**Location identification entries:**
== == ==

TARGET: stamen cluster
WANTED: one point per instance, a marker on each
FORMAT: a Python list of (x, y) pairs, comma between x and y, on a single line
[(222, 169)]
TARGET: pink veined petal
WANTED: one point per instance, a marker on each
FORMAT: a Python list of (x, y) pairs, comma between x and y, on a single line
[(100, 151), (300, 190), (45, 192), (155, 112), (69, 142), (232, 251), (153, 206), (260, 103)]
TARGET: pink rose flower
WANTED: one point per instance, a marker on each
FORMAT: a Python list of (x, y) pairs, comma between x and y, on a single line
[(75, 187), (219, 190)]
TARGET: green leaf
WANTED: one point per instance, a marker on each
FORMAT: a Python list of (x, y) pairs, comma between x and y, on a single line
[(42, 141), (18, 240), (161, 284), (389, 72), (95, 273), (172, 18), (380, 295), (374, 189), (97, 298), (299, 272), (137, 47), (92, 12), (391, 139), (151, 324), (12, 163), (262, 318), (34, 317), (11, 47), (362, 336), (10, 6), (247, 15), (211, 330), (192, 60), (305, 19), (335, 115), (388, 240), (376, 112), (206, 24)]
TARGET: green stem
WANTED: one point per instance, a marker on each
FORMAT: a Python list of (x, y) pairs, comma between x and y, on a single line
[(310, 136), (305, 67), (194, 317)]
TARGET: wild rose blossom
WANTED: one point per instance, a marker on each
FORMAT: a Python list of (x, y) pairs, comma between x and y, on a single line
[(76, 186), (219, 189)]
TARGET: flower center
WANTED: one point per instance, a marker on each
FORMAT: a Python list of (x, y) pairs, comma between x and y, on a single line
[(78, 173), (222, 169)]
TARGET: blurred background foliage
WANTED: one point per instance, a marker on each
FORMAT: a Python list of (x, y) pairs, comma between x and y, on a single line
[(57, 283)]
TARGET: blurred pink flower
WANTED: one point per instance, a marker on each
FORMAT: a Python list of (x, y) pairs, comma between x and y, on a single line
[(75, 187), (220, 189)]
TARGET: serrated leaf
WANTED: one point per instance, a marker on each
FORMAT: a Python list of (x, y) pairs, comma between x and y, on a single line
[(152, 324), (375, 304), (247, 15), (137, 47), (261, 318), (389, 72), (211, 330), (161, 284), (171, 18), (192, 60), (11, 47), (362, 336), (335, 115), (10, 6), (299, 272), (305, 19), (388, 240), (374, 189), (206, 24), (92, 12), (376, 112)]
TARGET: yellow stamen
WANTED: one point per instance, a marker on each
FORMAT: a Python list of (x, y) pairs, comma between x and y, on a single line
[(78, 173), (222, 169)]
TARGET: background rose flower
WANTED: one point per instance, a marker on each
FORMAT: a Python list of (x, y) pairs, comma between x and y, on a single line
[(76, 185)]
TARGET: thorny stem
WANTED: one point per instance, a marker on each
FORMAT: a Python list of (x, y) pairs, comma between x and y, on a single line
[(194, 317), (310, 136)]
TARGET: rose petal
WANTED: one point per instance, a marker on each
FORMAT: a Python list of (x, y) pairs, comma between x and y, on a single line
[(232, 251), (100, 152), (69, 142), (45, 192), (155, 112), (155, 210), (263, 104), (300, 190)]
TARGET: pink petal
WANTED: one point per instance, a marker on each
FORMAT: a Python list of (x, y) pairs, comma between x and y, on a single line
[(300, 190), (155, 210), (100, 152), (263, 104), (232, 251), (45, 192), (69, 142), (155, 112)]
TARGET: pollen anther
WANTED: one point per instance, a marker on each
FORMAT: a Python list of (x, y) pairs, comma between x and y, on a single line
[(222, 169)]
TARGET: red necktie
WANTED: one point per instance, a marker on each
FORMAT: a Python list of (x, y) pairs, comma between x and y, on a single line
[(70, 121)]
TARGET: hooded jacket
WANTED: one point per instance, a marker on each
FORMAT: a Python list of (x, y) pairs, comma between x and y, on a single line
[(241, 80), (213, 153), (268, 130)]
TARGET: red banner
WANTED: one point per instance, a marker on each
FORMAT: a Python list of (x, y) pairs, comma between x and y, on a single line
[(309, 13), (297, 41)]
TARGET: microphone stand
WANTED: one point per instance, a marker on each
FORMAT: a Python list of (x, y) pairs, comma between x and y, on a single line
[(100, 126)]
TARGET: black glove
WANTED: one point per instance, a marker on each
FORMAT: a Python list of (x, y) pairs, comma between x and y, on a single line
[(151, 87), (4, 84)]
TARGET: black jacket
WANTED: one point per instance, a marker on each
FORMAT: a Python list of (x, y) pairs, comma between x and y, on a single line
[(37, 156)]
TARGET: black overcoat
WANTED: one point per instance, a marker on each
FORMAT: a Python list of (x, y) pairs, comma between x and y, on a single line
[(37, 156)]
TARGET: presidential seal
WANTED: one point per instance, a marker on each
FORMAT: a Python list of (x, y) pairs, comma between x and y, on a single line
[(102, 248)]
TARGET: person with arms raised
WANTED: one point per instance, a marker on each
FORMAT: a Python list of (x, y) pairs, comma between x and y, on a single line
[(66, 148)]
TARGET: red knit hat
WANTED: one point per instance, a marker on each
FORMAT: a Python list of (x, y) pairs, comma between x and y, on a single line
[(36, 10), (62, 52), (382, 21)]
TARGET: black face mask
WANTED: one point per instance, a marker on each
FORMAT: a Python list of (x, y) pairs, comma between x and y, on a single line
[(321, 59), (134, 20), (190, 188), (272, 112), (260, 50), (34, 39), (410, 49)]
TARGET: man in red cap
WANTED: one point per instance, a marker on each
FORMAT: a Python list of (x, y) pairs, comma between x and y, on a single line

== == ==

**What needs to be done:** Rewrite all of the material above with "with no line breaks" substituted for "on a single line", changing nothing else.

**Answer to this problem:**
TARGET: stamen cluster
WANTED: one point per instance, a marker on each
FORMAT: a Python list of (x, y) pairs, comma between x and y, with no line breaks
[(222, 169)]
TARGET: pink veined petal
WANTED: one point per instance, a marker on each
FORMAT: a Python list of (x, y) pairs, comma between x and y, with no line breaks
[(100, 151), (300, 190), (45, 192), (155, 112), (69, 142), (232, 251), (153, 206), (260, 103)]
TARGET: pink rose flower
WANTED: one point per instance, a marker on each
FORMAT: a Python list of (x, y) pairs, comma between x and y, with no line breaks
[(75, 187), (219, 190)]
TARGET: green leaf
WANTED: one point per instance, a marker on each
FORMAT: a Python list of (x, y) pairs, comma between x and y, with no line breaks
[(42, 141), (18, 240), (161, 284), (389, 72), (95, 273), (172, 18), (380, 295), (374, 189), (97, 298), (299, 272), (137, 47), (92, 12), (391, 139), (151, 324), (12, 163), (262, 318), (34, 317), (11, 47), (362, 336), (10, 6), (247, 15), (211, 330), (192, 60), (305, 19), (335, 115), (388, 240), (376, 112), (206, 24)]
TARGET: green stem
WANTED: one point per instance, a marker on each
FORMAT: a Python list of (x, y) pairs, comma between x and y, with no line breaks
[(310, 136), (305, 67), (194, 317)]
TARGET: wild rose blossom
WANTED: one point per instance, a marker on each
FORMAT: a Python list of (x, y) pairs, comma between x and y, with no line breaks
[(76, 186), (219, 189)]
TARGET: flower center
WANTED: one point per instance, a marker on each
FORMAT: a Python list of (x, y) pairs, comma between x and y, with no line breaks
[(78, 173), (222, 169)]
TARGET: blurred background foliage
WANTED: one point per instance, a marker on each
FORMAT: a Python list of (x, y) pairs, comma between x and y, with no line breaks
[(57, 283)]
TARGET: blurred pink flower
WANTED: one point per instance, a marker on each
FORMAT: a Python list of (x, y) pairs, comma between x and y, with no line breaks
[(75, 187), (220, 189)]
TARGET: serrated leaf
WANTED: one point per instance, a marker on each
FORMAT: a Python list of (x, y) pairs, comma between x and y, with no line breaks
[(152, 324), (375, 304), (247, 15), (137, 47), (261, 318), (389, 72), (211, 330), (161, 284), (171, 18), (192, 60), (11, 47), (362, 336), (335, 115), (10, 6), (299, 272), (305, 19), (388, 240), (374, 189), (206, 24), (92, 12), (376, 112)]
TARGET: yellow stamen
WANTED: one point per instance, a marker on each
FORMAT: a Python list of (x, y) pairs, comma between x and y, with no line breaks
[(78, 173), (222, 169)]
TARGET: background rose flower
WANTED: one point per instance, a marker on each
FORMAT: a Python list of (x, y) pairs, comma between x and y, with no line breaks
[(76, 185)]
TARGET: thorny stem
WANTED: one point per instance, a marker on each
FORMAT: a Python list of (x, y) pairs, comma between x and y, with no line breaks
[(194, 317), (310, 136)]
TARGET: rose petal
WANTED: one point per instance, a marker on each
FORMAT: a Python list of (x, y) pairs, comma between x and y, with no line breaks
[(232, 251), (100, 152), (69, 142), (45, 192), (155, 112), (155, 210), (263, 104), (300, 190)]
TARGET: pink petal
WANTED: one point per instance, a marker on each
FORMAT: a Python list of (x, y) pairs, comma between x and y, with no line breaks
[(300, 190), (155, 210), (100, 152), (263, 104), (232, 251), (45, 192), (69, 142), (155, 112)]
TARGET: pollen anther
WANTED: one point per instance, a marker on each
FORMAT: a Python list of (x, y) pairs, comma between x and y, with no line breaks
[(222, 169)]
TARGET: red necktie
WANTED: one point per instance, a marker on each
FORMAT: a Python list of (x, y) pairs, comma between x and y, with no line breaks
[(70, 121)]
TARGET: hooded jacket
WANTED: one point per instance, a marker on each
FORMAT: a Python list of (x, y) pairs, comma between x and y, with no line breaks
[(241, 80), (213, 153), (268, 130)]
TARGET: red banner
WANTED: one point per instance, a marker on each
FORMAT: a Python list of (x, y) pairs, comma between x and y, with no line breaks
[(309, 13), (297, 41)]
TARGET: microphone stand
WANTED: one point per instance, a marker on each
FORMAT: a Python list of (x, y) pairs, comma between x and y, with no line breaks
[(100, 126)]
TARGET: black glove
WANTED: one point per instance, a marker on each
FORMAT: a Python list of (x, y) pairs, comma between x and y, with no line breaks
[(151, 87), (4, 84)]
TARGET: black jacket
WANTED: one point per instance, a marker on each
FORMAT: a Python list of (x, y) pairs, comma between x and y, with no line breaks
[(37, 156)]
TARGET: black overcoat
WANTED: one point per instance, a marker on each
FORMAT: a Python list of (x, y) pairs, comma between x and y, with no line breaks
[(37, 156)]
TARGET: presidential seal
WANTED: one point per instance, a marker on each
FORMAT: a Python list of (x, y) pairs, comma between x and y, with no line breaks
[(102, 248)]
TARGET: person with arms raised
WANTED: one point per instance, a marker on each
FORMAT: a Python list of (x, y) pairs, comma between x and y, with no line breaks
[(66, 148)]
TARGET: red knit hat
WANTED: one point per instance, a marker on each
FORMAT: a Python list of (x, y) pairs, comma between x and y, with no line breaks
[(36, 10), (62, 52), (382, 21)]
TARGET: black face mask
WANTED: one point per instance, a marker on each
FORMAT: a Python list of (x, y) pairs, comma between x and y, with no line breaks
[(321, 59), (134, 20), (190, 188), (272, 112), (260, 50), (34, 39), (410, 49)]
TARGET: man in red cap
WANTED: one point per instance, a marker on each
FORMAT: a Python list of (x, y) pairs, comma between x and y, with no line breaks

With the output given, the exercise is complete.